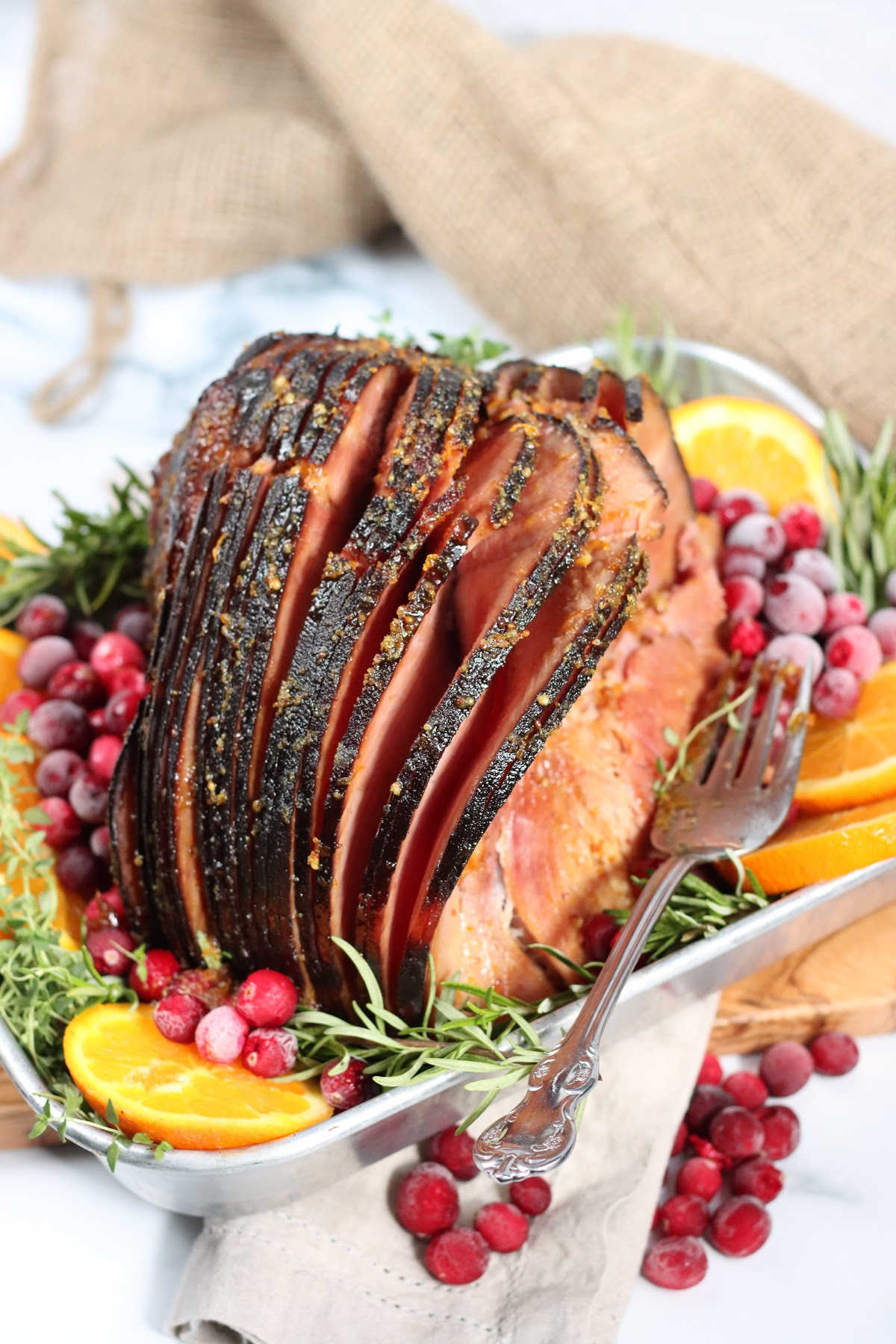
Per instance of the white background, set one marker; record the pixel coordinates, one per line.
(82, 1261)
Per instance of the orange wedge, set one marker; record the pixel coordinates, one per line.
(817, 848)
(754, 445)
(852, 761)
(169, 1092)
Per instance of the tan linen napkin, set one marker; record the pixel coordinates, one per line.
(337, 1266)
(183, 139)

§

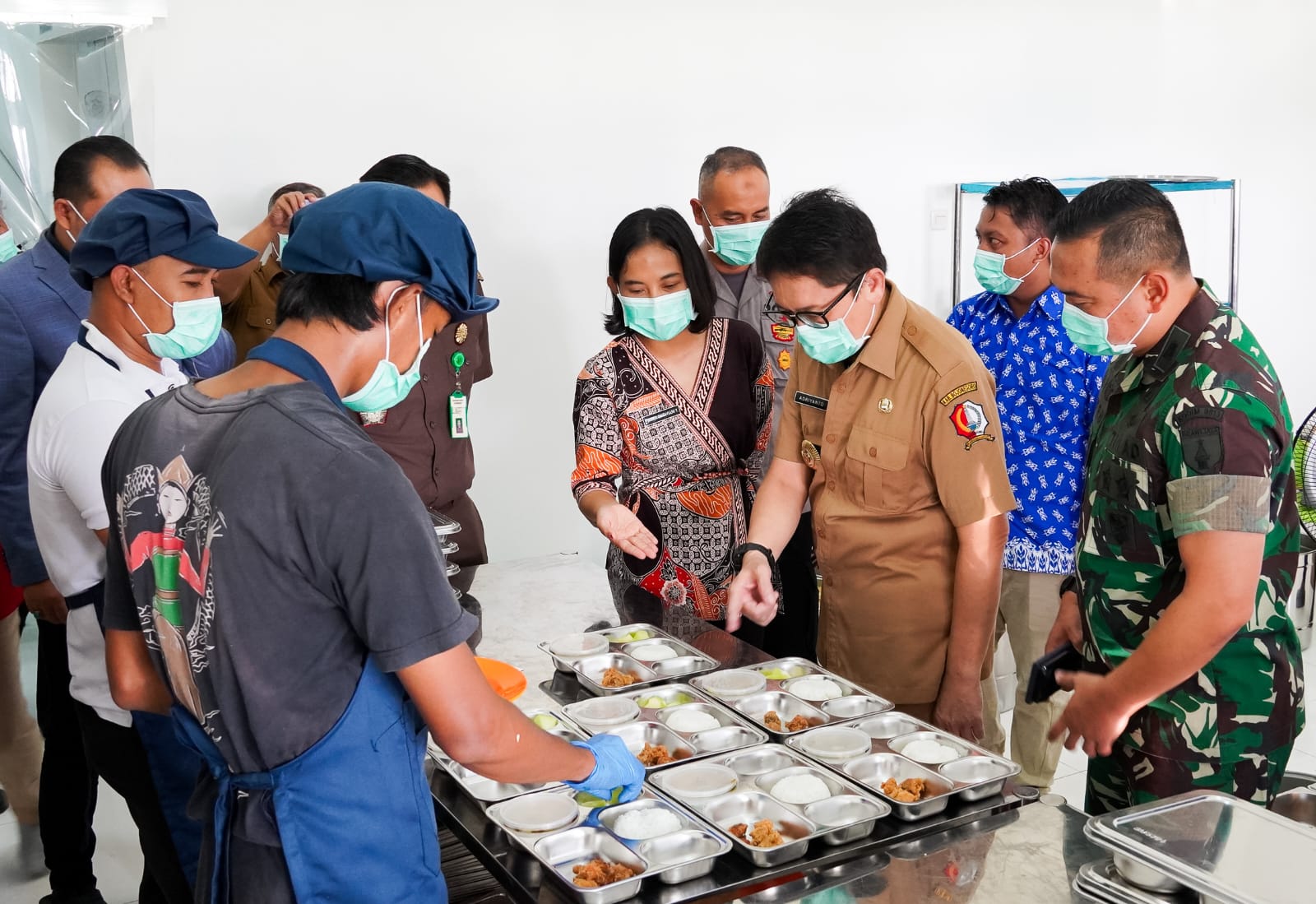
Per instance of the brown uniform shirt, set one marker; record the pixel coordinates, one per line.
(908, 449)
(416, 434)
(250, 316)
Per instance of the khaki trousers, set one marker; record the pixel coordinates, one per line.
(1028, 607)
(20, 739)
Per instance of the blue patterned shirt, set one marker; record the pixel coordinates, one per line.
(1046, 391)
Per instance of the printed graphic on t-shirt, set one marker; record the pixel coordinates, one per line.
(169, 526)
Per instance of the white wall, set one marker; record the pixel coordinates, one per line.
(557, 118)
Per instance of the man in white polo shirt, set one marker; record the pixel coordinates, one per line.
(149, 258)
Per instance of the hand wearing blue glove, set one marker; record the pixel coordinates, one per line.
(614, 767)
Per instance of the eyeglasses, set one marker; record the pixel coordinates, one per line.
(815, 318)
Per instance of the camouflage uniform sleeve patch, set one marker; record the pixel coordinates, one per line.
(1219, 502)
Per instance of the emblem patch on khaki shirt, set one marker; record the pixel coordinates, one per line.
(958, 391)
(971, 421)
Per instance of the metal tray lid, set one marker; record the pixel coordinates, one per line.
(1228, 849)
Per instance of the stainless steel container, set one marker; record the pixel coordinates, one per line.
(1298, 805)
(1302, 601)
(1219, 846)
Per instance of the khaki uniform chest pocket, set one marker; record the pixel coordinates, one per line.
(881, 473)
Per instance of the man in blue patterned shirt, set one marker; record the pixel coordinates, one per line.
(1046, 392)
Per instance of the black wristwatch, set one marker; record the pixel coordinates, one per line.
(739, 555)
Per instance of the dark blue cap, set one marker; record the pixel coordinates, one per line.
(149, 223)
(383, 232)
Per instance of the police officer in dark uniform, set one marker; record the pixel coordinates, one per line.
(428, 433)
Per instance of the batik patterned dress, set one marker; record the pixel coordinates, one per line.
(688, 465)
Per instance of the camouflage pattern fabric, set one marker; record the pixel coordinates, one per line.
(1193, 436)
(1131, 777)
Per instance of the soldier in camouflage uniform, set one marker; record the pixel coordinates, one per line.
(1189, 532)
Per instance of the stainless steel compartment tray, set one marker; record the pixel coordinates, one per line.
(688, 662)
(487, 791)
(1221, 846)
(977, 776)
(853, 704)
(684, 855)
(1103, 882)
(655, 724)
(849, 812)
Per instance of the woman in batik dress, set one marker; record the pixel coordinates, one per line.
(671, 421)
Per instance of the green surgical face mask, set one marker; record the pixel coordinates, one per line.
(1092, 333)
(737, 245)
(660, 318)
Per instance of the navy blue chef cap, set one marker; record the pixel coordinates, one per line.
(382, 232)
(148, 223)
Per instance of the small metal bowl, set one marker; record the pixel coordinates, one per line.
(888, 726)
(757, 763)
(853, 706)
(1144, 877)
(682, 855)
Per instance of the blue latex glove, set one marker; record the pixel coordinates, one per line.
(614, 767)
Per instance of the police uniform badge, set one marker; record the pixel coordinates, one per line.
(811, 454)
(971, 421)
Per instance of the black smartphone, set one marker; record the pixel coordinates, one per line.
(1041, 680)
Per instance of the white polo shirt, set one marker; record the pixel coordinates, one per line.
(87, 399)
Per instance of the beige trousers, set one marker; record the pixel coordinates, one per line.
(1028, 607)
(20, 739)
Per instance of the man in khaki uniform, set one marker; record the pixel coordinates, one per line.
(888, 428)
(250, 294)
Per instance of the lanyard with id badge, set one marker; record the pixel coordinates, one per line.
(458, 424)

§

Exercise task:
Edit the records starting with the line with "Per instance of the white background, set" and going on through the line with "(169, 1092)", changing "orange wedge" to "lemon wedge" and leaving everything else as it is. Return only those lines.

Result:
Per instance of the white background, set one marker; record the pixel coordinates, one per line.
(82, 1261)
Per instance of the lemon wedge, set one marker; record the pixel coordinates, one per line.
(817, 848)
(754, 445)
(852, 761)
(169, 1092)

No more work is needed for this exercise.